#### TASK TO COMPLETE
Write the next part of the text on material principles and the rise of experimental pharmacology, picking up after its final sentence.

#### EXERCISE PASSAGE
= = =
Extant sources seemingly indicate that the notion of material principles and the quest to establish the origin of materials walked together inasmuch as the latter gave the necessary weight to the former. As concerns laboratory work, both notions were operative also in the processes currently known as analysis and synthesis.
Along the 17th and a large part of the 18th century, chemical analysis sought to identify the elementary principles of the investigated materials, while a tendency developed to multiply the number of such principles or “virtues” (a common name then applied to the ultimate principles that allegedly characterised materials). In time, some of these principles and particularly the one obtained from the organised kingdoms became what today we call active principles.
A common idea among scholars maintains that the history of modern, essentially experimental pharmacology started at the beginning of the 19th century, when the first alkaloids were isolated. Indeed, in addition to the transformation it induced within the realm of pharmacology, the notion of “alkaloids” made a significant contribution to the development of organic chemistry and more particularly, to the studies on the active principles of drugs.
= = =
#### EXTRACTED INFORMATION
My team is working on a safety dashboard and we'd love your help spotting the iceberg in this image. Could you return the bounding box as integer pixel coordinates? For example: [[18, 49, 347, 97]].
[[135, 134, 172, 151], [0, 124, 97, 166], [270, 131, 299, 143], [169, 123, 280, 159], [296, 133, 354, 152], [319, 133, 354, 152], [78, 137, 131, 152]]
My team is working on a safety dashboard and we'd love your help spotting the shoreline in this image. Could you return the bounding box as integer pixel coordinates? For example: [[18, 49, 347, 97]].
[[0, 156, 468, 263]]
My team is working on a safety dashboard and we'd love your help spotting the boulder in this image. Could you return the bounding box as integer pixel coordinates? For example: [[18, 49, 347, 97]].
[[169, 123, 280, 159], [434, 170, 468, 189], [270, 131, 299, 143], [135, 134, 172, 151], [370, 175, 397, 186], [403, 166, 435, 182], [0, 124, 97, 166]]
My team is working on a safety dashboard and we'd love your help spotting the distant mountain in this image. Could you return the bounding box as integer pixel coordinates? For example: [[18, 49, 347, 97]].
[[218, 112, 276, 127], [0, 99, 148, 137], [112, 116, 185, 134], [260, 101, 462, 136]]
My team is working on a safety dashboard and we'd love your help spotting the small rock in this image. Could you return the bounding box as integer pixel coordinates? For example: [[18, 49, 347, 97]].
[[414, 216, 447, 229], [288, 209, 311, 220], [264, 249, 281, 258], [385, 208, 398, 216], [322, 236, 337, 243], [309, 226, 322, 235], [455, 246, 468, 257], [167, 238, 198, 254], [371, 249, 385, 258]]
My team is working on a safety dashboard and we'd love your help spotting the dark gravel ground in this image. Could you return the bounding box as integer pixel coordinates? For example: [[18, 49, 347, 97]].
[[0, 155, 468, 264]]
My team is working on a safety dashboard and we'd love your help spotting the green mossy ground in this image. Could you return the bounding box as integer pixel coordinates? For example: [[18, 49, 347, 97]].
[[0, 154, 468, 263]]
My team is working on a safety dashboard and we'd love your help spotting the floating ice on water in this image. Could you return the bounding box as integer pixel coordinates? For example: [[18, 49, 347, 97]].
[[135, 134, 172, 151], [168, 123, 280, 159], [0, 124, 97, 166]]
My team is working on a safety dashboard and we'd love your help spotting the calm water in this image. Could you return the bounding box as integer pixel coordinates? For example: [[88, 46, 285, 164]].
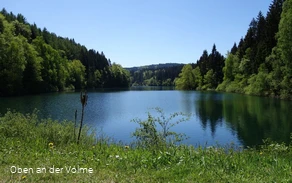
= = =
#### TASK RESPONSE
A closer look into the history of the isolation of alkaloids, however, shows that it belongs with a much wider context full of ups-and-downs, and where the isolation of active principles, as a fact, effected a radical transformation of the idea of simple drugs and consequently, also of the corresponding literature.
The present symposium aims at discussing the transition between the traditional notions about simple drugs and material principles, and the modern idea of active principles as reflected in the specialised literature, namely the works on materia media, pharmacy, pharmacopoeia, pharmacology and therapeutics.